Task directions =
Leaving out every line that comes before the one containing "In this picture, where can the dark", output the rest of the records exactly, the final line included.

Data under study below:

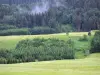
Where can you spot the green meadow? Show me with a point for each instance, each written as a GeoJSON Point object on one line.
{"type": "Point", "coordinates": [10, 42]}
{"type": "Point", "coordinates": [89, 65]}
{"type": "Point", "coordinates": [86, 66]}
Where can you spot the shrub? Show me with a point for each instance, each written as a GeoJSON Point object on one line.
{"type": "Point", "coordinates": [3, 61]}
{"type": "Point", "coordinates": [5, 27]}
{"type": "Point", "coordinates": [95, 43]}
{"type": "Point", "coordinates": [23, 31]}
{"type": "Point", "coordinates": [42, 30]}
{"type": "Point", "coordinates": [84, 38]}
{"type": "Point", "coordinates": [44, 49]}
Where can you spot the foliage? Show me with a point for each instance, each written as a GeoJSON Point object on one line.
{"type": "Point", "coordinates": [42, 30]}
{"type": "Point", "coordinates": [38, 49]}
{"type": "Point", "coordinates": [95, 43]}
{"type": "Point", "coordinates": [84, 38]}
{"type": "Point", "coordinates": [81, 15]}
{"type": "Point", "coordinates": [21, 31]}
{"type": "Point", "coordinates": [5, 27]}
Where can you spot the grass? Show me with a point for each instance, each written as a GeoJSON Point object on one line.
{"type": "Point", "coordinates": [10, 42]}
{"type": "Point", "coordinates": [86, 66]}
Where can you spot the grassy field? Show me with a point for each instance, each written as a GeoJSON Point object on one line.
{"type": "Point", "coordinates": [10, 42]}
{"type": "Point", "coordinates": [87, 66]}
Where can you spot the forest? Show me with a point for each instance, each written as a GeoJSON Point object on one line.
{"type": "Point", "coordinates": [49, 16]}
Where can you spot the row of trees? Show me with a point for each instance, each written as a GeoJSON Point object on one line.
{"type": "Point", "coordinates": [82, 15]}
{"type": "Point", "coordinates": [38, 50]}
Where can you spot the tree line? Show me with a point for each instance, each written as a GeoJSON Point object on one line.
{"type": "Point", "coordinates": [38, 50]}
{"type": "Point", "coordinates": [79, 15]}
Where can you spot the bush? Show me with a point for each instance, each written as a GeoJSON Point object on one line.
{"type": "Point", "coordinates": [6, 27]}
{"type": "Point", "coordinates": [23, 31]}
{"type": "Point", "coordinates": [95, 43]}
{"type": "Point", "coordinates": [42, 30]}
{"type": "Point", "coordinates": [84, 38]}
{"type": "Point", "coordinates": [44, 49]}
{"type": "Point", "coordinates": [3, 61]}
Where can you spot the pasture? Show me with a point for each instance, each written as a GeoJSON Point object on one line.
{"type": "Point", "coordinates": [86, 66]}
{"type": "Point", "coordinates": [10, 42]}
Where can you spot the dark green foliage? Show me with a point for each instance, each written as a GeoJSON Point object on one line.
{"type": "Point", "coordinates": [46, 49]}
{"type": "Point", "coordinates": [23, 31]}
{"type": "Point", "coordinates": [5, 27]}
{"type": "Point", "coordinates": [81, 15]}
{"type": "Point", "coordinates": [84, 38]}
{"type": "Point", "coordinates": [38, 49]}
{"type": "Point", "coordinates": [95, 43]}
{"type": "Point", "coordinates": [42, 30]}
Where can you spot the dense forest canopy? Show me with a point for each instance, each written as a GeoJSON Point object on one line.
{"type": "Point", "coordinates": [59, 15]}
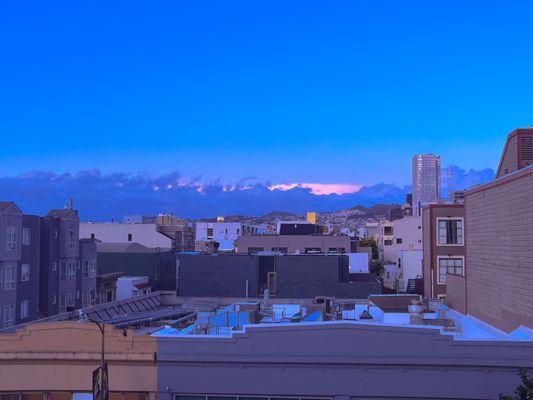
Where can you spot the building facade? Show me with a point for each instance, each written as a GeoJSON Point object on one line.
{"type": "Point", "coordinates": [28, 279]}
{"type": "Point", "coordinates": [444, 248]}
{"type": "Point", "coordinates": [10, 261]}
{"type": "Point", "coordinates": [293, 244]}
{"type": "Point", "coordinates": [146, 234]}
{"type": "Point", "coordinates": [426, 182]}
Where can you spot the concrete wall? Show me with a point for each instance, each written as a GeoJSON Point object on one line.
{"type": "Point", "coordinates": [10, 216]}
{"type": "Point", "coordinates": [500, 251]}
{"type": "Point", "coordinates": [340, 361]}
{"type": "Point", "coordinates": [160, 267]}
{"type": "Point", "coordinates": [145, 234]}
{"type": "Point", "coordinates": [29, 290]}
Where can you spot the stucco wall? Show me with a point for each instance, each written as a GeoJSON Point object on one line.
{"type": "Point", "coordinates": [340, 360]}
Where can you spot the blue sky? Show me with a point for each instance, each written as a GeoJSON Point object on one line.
{"type": "Point", "coordinates": [301, 91]}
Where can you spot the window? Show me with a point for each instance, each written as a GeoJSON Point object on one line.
{"type": "Point", "coordinates": [71, 271]}
{"type": "Point", "coordinates": [254, 250]}
{"type": "Point", "coordinates": [92, 269]}
{"type": "Point", "coordinates": [24, 309]}
{"type": "Point", "coordinates": [453, 266]}
{"type": "Point", "coordinates": [62, 302]}
{"type": "Point", "coordinates": [26, 236]}
{"type": "Point", "coordinates": [9, 277]}
{"type": "Point", "coordinates": [62, 271]}
{"type": "Point", "coordinates": [25, 272]}
{"type": "Point", "coordinates": [450, 231]}
{"type": "Point", "coordinates": [11, 237]}
{"type": "Point", "coordinates": [85, 269]}
{"type": "Point", "coordinates": [72, 239]}
{"type": "Point", "coordinates": [9, 315]}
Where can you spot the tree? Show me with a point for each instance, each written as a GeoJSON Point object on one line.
{"type": "Point", "coordinates": [524, 391]}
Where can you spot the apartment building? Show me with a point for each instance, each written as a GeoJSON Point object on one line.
{"type": "Point", "coordinates": [163, 347]}
{"type": "Point", "coordinates": [86, 274]}
{"type": "Point", "coordinates": [223, 234]}
{"type": "Point", "coordinates": [444, 246]}
{"type": "Point", "coordinates": [425, 180]}
{"type": "Point", "coordinates": [499, 242]}
{"type": "Point", "coordinates": [10, 260]}
{"type": "Point", "coordinates": [293, 244]}
{"type": "Point", "coordinates": [112, 232]}
{"type": "Point", "coordinates": [28, 277]}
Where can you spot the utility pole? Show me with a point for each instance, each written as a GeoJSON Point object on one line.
{"type": "Point", "coordinates": [100, 382]}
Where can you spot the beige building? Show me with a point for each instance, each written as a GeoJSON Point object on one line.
{"type": "Point", "coordinates": [293, 244]}
{"type": "Point", "coordinates": [57, 359]}
{"type": "Point", "coordinates": [444, 250]}
{"type": "Point", "coordinates": [498, 284]}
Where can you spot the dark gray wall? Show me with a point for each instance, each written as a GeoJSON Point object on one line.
{"type": "Point", "coordinates": [303, 276]}
{"type": "Point", "coordinates": [217, 275]}
{"type": "Point", "coordinates": [340, 360]}
{"type": "Point", "coordinates": [160, 267]}
{"type": "Point", "coordinates": [49, 278]}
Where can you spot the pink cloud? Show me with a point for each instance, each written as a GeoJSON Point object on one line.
{"type": "Point", "coordinates": [320, 188]}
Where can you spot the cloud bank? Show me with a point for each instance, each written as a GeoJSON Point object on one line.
{"type": "Point", "coordinates": [105, 197]}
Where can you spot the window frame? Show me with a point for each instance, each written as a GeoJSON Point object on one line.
{"type": "Point", "coordinates": [26, 236]}
{"type": "Point", "coordinates": [439, 258]}
{"type": "Point", "coordinates": [437, 231]}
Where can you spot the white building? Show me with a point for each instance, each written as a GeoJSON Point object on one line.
{"type": "Point", "coordinates": [224, 233]}
{"type": "Point", "coordinates": [400, 243]}
{"type": "Point", "coordinates": [111, 232]}
{"type": "Point", "coordinates": [426, 180]}
{"type": "Point", "coordinates": [358, 262]}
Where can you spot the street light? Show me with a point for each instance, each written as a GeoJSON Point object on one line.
{"type": "Point", "coordinates": [100, 383]}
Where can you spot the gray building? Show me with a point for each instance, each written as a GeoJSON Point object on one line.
{"type": "Point", "coordinates": [59, 261]}
{"type": "Point", "coordinates": [426, 180]}
{"type": "Point", "coordinates": [134, 259]}
{"type": "Point", "coordinates": [293, 244]}
{"type": "Point", "coordinates": [28, 276]}
{"type": "Point", "coordinates": [285, 276]}
{"type": "Point", "coordinates": [86, 274]}
{"type": "Point", "coordinates": [10, 260]}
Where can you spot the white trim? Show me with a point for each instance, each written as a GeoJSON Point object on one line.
{"type": "Point", "coordinates": [438, 244]}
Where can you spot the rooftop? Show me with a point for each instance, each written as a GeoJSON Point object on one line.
{"type": "Point", "coordinates": [384, 310]}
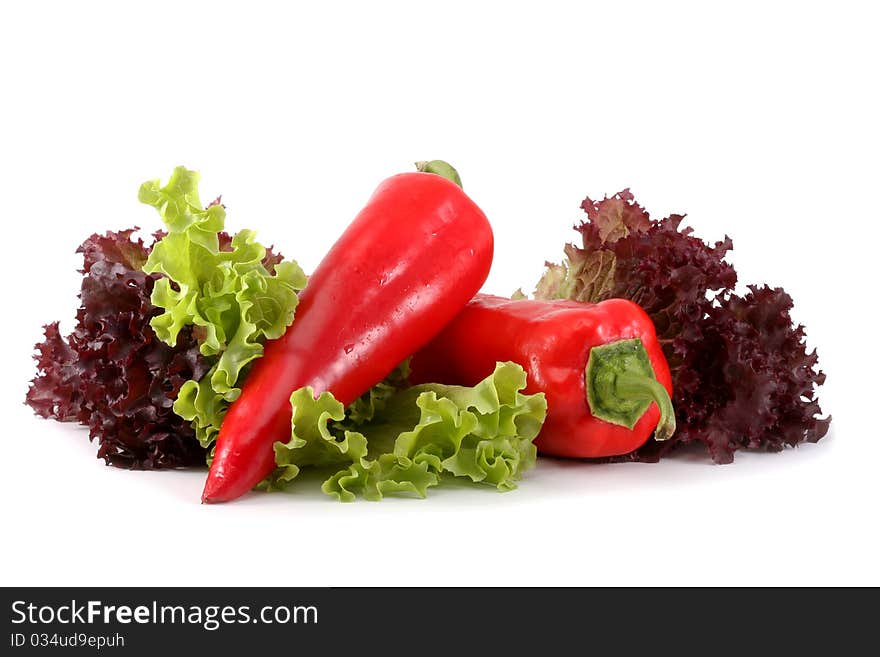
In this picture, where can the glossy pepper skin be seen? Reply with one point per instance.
(410, 260)
(555, 342)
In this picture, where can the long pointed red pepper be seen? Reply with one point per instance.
(403, 268)
(600, 365)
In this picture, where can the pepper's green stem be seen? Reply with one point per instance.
(441, 168)
(641, 387)
(621, 385)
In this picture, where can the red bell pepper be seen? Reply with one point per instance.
(410, 260)
(600, 365)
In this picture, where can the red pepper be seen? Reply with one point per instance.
(409, 261)
(600, 365)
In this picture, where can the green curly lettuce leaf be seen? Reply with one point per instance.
(228, 293)
(416, 436)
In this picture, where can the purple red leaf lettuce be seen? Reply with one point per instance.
(742, 376)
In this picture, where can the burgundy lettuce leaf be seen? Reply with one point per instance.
(742, 376)
(111, 373)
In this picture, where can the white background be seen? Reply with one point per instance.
(759, 121)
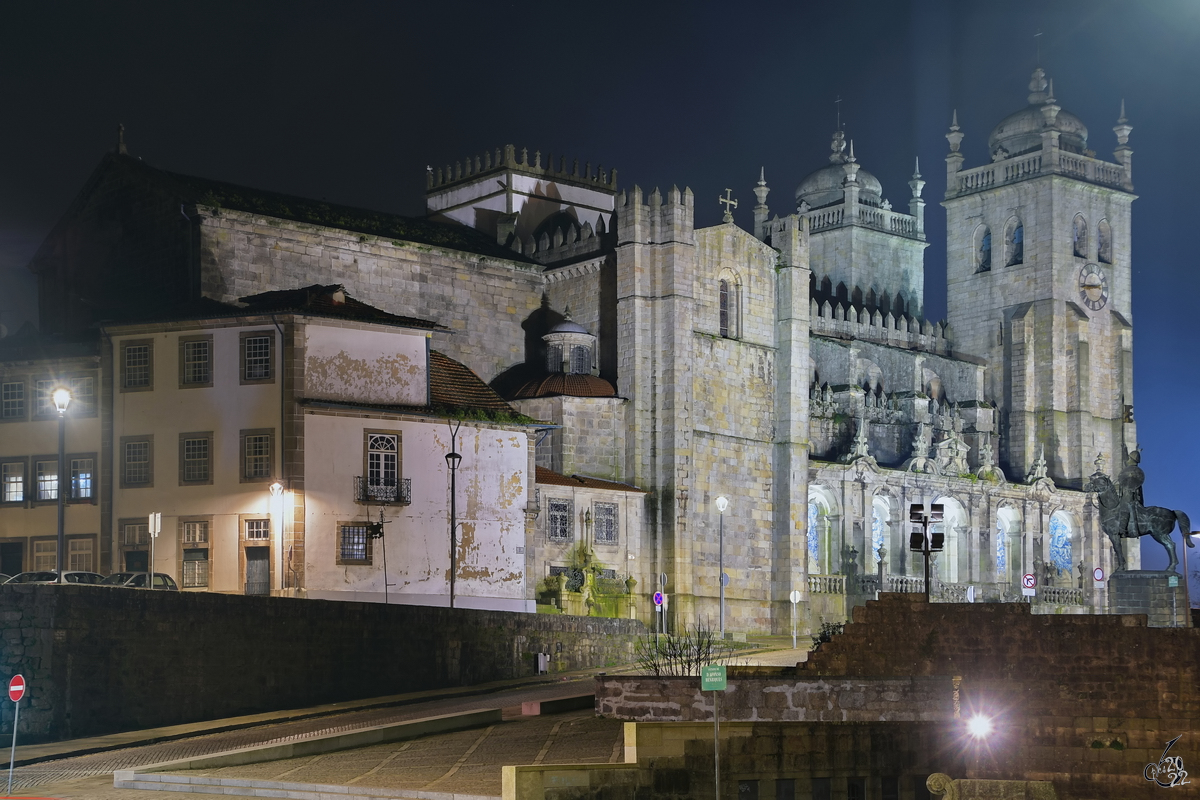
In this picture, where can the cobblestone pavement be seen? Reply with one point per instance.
(60, 779)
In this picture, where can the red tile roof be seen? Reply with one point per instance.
(582, 481)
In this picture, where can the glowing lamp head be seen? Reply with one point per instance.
(979, 726)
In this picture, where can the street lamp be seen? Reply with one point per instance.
(61, 400)
(453, 461)
(723, 503)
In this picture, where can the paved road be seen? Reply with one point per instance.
(61, 777)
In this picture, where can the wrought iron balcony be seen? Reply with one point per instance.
(393, 492)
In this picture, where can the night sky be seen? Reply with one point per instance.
(349, 101)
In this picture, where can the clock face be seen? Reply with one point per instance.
(1093, 287)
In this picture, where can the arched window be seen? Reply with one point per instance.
(1080, 236)
(555, 359)
(581, 360)
(1015, 242)
(1061, 540)
(1104, 241)
(983, 248)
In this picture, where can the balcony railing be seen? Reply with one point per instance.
(396, 492)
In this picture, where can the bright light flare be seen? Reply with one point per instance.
(979, 726)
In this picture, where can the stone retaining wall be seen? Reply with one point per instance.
(102, 660)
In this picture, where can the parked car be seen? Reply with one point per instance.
(138, 581)
(51, 576)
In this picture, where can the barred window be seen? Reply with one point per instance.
(257, 358)
(197, 362)
(196, 533)
(559, 522)
(81, 479)
(46, 555)
(258, 529)
(79, 554)
(605, 516)
(12, 475)
(48, 480)
(196, 567)
(196, 459)
(137, 366)
(137, 462)
(352, 545)
(12, 401)
(136, 533)
(83, 396)
(258, 455)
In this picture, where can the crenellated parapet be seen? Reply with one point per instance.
(510, 158)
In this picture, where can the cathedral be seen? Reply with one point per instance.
(789, 368)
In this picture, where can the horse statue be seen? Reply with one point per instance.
(1153, 521)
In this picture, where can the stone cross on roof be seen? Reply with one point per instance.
(730, 204)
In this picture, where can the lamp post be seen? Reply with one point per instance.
(61, 400)
(723, 503)
(453, 461)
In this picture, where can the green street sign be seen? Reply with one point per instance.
(712, 678)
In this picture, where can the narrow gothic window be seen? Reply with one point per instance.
(983, 252)
(1060, 545)
(725, 308)
(581, 360)
(1015, 244)
(555, 359)
(1104, 241)
(1080, 238)
(559, 523)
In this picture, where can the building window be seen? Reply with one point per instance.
(1104, 242)
(82, 476)
(12, 481)
(137, 462)
(256, 455)
(383, 467)
(46, 555)
(1015, 242)
(561, 521)
(81, 554)
(195, 457)
(136, 533)
(43, 397)
(1079, 236)
(48, 480)
(12, 401)
(196, 567)
(983, 250)
(196, 361)
(256, 358)
(581, 360)
(605, 530)
(725, 307)
(137, 366)
(258, 529)
(353, 543)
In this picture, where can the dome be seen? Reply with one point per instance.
(1021, 131)
(825, 186)
(571, 385)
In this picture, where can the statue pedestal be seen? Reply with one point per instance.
(1150, 593)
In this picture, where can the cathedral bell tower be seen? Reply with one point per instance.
(1038, 284)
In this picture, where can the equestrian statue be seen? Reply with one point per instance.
(1123, 516)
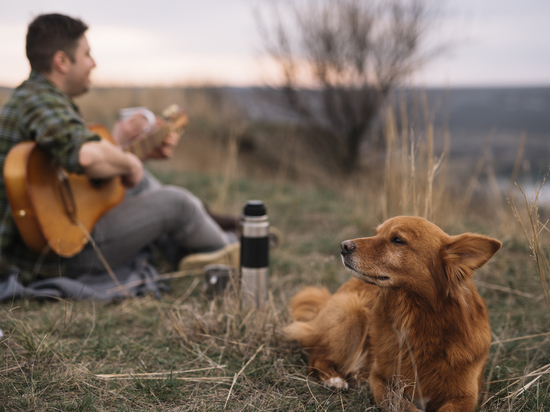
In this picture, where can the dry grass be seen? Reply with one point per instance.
(185, 352)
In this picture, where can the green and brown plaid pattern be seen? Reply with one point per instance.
(37, 110)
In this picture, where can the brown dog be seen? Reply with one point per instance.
(413, 315)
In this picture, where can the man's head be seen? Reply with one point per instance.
(57, 47)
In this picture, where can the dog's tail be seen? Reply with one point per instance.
(307, 303)
(303, 332)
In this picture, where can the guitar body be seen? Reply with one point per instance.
(37, 199)
(55, 210)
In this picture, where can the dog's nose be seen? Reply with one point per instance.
(347, 246)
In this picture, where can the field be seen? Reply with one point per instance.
(185, 352)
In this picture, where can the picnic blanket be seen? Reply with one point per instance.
(138, 274)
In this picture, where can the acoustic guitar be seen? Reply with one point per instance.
(55, 210)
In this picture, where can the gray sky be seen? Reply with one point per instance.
(167, 42)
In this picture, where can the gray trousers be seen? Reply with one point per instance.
(170, 216)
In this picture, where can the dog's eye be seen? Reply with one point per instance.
(398, 241)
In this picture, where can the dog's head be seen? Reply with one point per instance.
(412, 253)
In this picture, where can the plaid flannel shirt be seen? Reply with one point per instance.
(37, 110)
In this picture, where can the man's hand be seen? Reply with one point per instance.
(135, 174)
(130, 128)
(135, 126)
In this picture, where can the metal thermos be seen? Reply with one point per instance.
(254, 254)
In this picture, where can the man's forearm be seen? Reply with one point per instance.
(102, 160)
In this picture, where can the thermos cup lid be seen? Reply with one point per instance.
(255, 208)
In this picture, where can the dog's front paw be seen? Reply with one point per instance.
(337, 382)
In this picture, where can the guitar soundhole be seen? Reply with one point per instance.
(97, 183)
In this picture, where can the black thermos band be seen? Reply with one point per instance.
(254, 252)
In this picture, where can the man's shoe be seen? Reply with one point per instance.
(228, 255)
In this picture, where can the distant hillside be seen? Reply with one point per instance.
(472, 115)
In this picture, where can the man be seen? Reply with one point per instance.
(42, 109)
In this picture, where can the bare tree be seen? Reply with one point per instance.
(354, 52)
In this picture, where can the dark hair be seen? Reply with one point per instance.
(49, 33)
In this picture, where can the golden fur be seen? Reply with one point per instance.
(412, 313)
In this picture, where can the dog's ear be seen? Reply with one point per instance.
(463, 254)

End of Data under study.

Answer to the exercise =
In this picture, where can the dark hair be seen? Reply with one point per instance.
(49, 33)
In this picture, where can the golden fur be seen? Reply with one point per instance.
(412, 313)
In this picture, where can the dog's ear be seen? Reply with one point per instance.
(463, 254)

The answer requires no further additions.